**Short exercise:**
Extract the lines of the data listing beginning with its first line and continuing through the line that contains "747, 338, 785, 377", and reproduce them unchanged, including both ends. Leave the pictures out of your answer.

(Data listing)
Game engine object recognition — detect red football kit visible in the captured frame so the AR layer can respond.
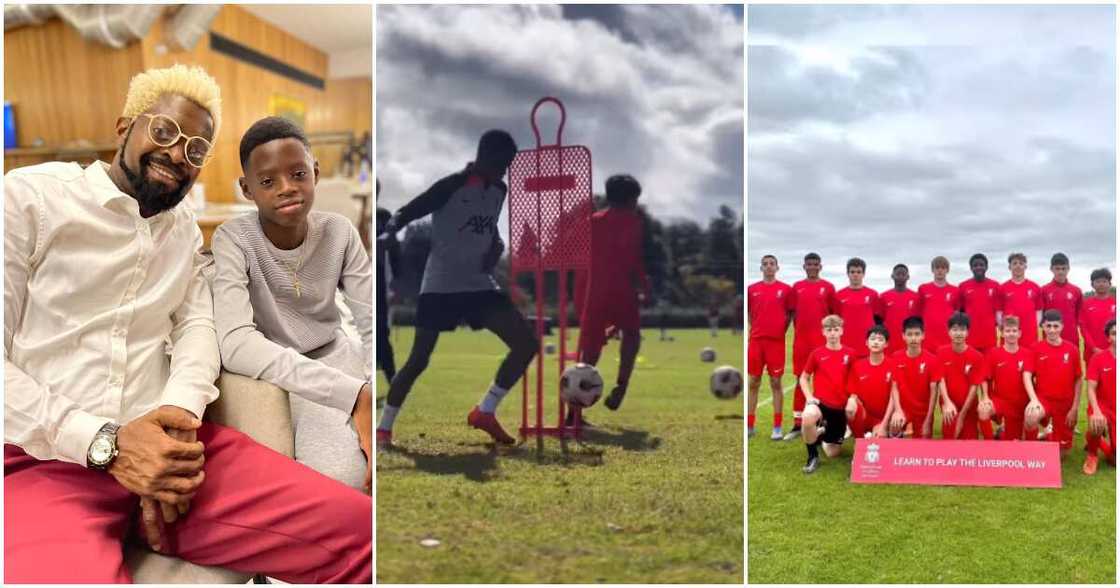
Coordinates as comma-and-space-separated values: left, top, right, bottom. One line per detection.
917, 282, 961, 353
832, 286, 880, 357
959, 278, 1002, 353
999, 280, 1043, 347
747, 280, 793, 377
1043, 280, 1081, 345
937, 345, 984, 439
879, 288, 918, 357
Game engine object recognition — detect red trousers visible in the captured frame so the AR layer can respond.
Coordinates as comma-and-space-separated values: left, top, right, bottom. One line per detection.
3, 422, 373, 584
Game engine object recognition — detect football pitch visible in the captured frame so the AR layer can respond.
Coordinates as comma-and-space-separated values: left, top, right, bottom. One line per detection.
747, 335, 1116, 584
375, 328, 745, 584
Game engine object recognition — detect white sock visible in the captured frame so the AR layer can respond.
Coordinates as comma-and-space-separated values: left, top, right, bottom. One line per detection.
377, 404, 401, 431
478, 384, 510, 414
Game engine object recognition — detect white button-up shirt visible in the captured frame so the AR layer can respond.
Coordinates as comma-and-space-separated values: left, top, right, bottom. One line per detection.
3, 161, 221, 466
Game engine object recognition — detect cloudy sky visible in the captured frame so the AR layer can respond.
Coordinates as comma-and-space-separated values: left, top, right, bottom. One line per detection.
747, 6, 1116, 290
376, 6, 745, 234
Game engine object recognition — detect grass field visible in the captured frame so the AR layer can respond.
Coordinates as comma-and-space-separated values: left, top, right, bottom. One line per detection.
376, 328, 744, 584
747, 329, 1116, 584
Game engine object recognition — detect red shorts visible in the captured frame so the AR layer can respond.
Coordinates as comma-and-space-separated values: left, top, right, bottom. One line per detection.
747, 338, 785, 377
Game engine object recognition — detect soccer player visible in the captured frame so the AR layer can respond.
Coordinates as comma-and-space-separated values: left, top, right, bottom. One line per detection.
801, 315, 856, 474
977, 316, 1035, 441
879, 263, 918, 357
844, 325, 893, 439
1023, 310, 1081, 456
784, 252, 837, 441
996, 253, 1043, 349
960, 253, 1001, 355
832, 258, 881, 357
1043, 253, 1081, 347
937, 312, 984, 439
917, 255, 961, 353
568, 174, 653, 412
747, 255, 793, 441
1081, 268, 1117, 364
1082, 319, 1117, 476
890, 317, 942, 439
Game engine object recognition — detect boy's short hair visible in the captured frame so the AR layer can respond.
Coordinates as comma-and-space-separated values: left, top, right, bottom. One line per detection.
607, 174, 642, 204
239, 116, 311, 169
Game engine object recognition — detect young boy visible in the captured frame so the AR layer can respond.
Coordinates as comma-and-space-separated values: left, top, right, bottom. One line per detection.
783, 252, 836, 441
1023, 310, 1081, 456
879, 263, 920, 357
844, 325, 894, 439
213, 116, 373, 492
1042, 253, 1081, 347
996, 253, 1043, 349
977, 316, 1035, 441
890, 317, 942, 439
801, 315, 856, 474
917, 255, 961, 353
377, 130, 539, 449
1082, 319, 1117, 476
960, 253, 1001, 355
582, 175, 652, 418
1081, 268, 1117, 364
747, 255, 792, 441
937, 312, 984, 439
832, 258, 881, 357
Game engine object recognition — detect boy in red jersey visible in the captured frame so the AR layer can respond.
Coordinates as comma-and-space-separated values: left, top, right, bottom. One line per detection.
844, 325, 893, 439
569, 175, 652, 412
890, 317, 942, 439
996, 253, 1043, 349
1023, 310, 1081, 457
879, 263, 918, 357
1043, 253, 1081, 347
977, 316, 1035, 441
801, 315, 855, 474
747, 255, 793, 441
784, 252, 837, 441
960, 253, 1001, 355
1081, 268, 1117, 364
1081, 319, 1117, 476
832, 258, 883, 357
937, 312, 984, 439
917, 255, 961, 353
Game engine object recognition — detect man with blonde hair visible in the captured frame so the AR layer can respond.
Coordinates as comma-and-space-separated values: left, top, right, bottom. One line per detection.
4, 65, 372, 584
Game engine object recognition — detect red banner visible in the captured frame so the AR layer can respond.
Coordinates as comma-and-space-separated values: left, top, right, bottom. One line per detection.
851, 439, 1062, 488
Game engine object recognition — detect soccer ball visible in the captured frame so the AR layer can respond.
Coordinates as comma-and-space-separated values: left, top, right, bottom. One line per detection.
560, 363, 603, 409
711, 365, 743, 400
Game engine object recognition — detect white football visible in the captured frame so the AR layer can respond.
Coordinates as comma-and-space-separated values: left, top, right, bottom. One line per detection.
711, 365, 743, 400
560, 363, 603, 409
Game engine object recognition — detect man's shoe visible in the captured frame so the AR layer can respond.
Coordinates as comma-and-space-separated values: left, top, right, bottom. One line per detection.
467, 407, 517, 445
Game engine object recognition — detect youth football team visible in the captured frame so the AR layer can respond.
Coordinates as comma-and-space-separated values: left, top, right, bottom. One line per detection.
747, 253, 1117, 475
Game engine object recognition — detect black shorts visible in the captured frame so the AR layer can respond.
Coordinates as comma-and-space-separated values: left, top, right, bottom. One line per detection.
816, 403, 848, 445
417, 290, 514, 330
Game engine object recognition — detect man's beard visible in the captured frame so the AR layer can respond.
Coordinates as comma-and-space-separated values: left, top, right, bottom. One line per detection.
121, 129, 192, 216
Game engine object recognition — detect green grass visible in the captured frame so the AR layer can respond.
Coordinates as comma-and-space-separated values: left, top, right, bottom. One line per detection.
747, 329, 1116, 584
376, 329, 744, 584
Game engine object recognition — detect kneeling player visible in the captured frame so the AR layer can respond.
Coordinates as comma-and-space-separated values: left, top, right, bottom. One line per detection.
844, 325, 892, 439
801, 315, 856, 474
1082, 318, 1117, 476
1023, 309, 1081, 457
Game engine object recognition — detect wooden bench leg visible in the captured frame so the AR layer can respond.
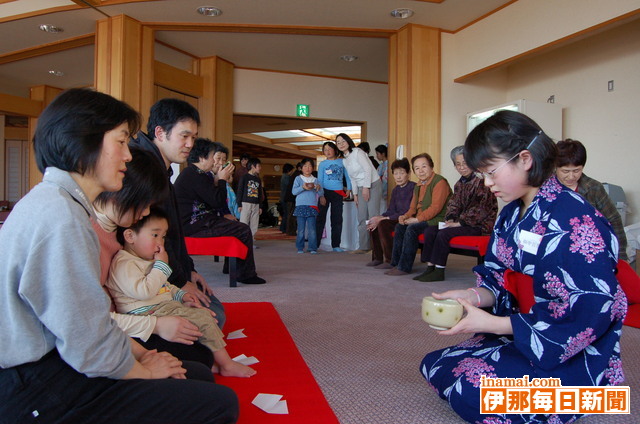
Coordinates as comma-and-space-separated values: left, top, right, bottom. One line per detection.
229, 256, 238, 287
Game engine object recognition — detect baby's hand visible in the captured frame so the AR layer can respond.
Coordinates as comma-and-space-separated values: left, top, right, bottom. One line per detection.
153, 246, 169, 264
182, 293, 200, 308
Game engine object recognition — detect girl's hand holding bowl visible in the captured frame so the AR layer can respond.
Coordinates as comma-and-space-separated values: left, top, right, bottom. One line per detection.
422, 296, 464, 330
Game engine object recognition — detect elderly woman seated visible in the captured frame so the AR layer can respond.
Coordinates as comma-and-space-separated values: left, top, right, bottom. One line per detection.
385, 153, 451, 275
556, 138, 628, 261
367, 159, 416, 269
413, 146, 498, 281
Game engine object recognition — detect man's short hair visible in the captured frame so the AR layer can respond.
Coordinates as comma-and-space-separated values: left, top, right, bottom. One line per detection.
147, 98, 200, 139
247, 158, 262, 171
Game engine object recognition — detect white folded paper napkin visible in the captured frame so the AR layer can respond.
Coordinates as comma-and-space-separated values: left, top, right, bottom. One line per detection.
251, 393, 289, 414
227, 328, 247, 340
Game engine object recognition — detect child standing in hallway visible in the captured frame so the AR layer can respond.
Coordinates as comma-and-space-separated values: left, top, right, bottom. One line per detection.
237, 158, 264, 242
291, 158, 324, 254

**Answer for this exercise:**
Game engine object recognition — detect red football kit visible in the captured frame so the AR layer can respond.
Coordinates as comma-and-space-separated values: left, top, right, bottom. One line per detection.
917, 282, 961, 353
832, 286, 880, 357
959, 278, 1002, 353
999, 280, 1043, 347
747, 280, 793, 377
1043, 280, 1081, 345
937, 345, 984, 439
879, 288, 918, 357
Game engine object recognition — detect red trousers visible in the captured frame so the AR layer can respond.
Coordinates as comma-and-space-separated values: left, top, right, bottom. One line per detection.
3, 422, 373, 584
Game engine object recognition — detect football pitch visible in the captured frame so the AR layer can respond.
Coordinates as comma-and-space-separated values: left, top, right, bottom. One line per detection.
747, 335, 1116, 584
375, 328, 745, 584
Game engine object recognition — detect white sock visible in the captured frame so the AR layer can respond.
Coordinates as comma-and-space-separated values: left, top, right, bottom. One line per detection.
377, 404, 401, 431
478, 384, 510, 414
Game engine object recognition — detect white button-up shirt visible in the captured frame so the AR layer can respond.
Coordinates as comma-and-space-separated values: left, top, right, bottom. One line per detection.
3, 161, 221, 466
Game engine object recognition — detect cloudy sky visible in the captured frame so the AR layer can respond.
Coordinates as comma-and-space-separated values: left, top, right, bottom. One line per detection.
747, 6, 1116, 290
376, 6, 745, 234
Game engine object recognition — detect grass field visible in the captured frame so the AR layer can respond.
Coordinates as comma-and-space-separated values: left, top, right, bottom. One line per detection.
376, 328, 744, 584
747, 329, 1116, 584
Game engine object recognition — detect red shorts visible in the captured frame so the AR layer can respond.
Coordinates as comma-and-space-separated values: left, top, right, bottom. One line per detection.
747, 338, 785, 377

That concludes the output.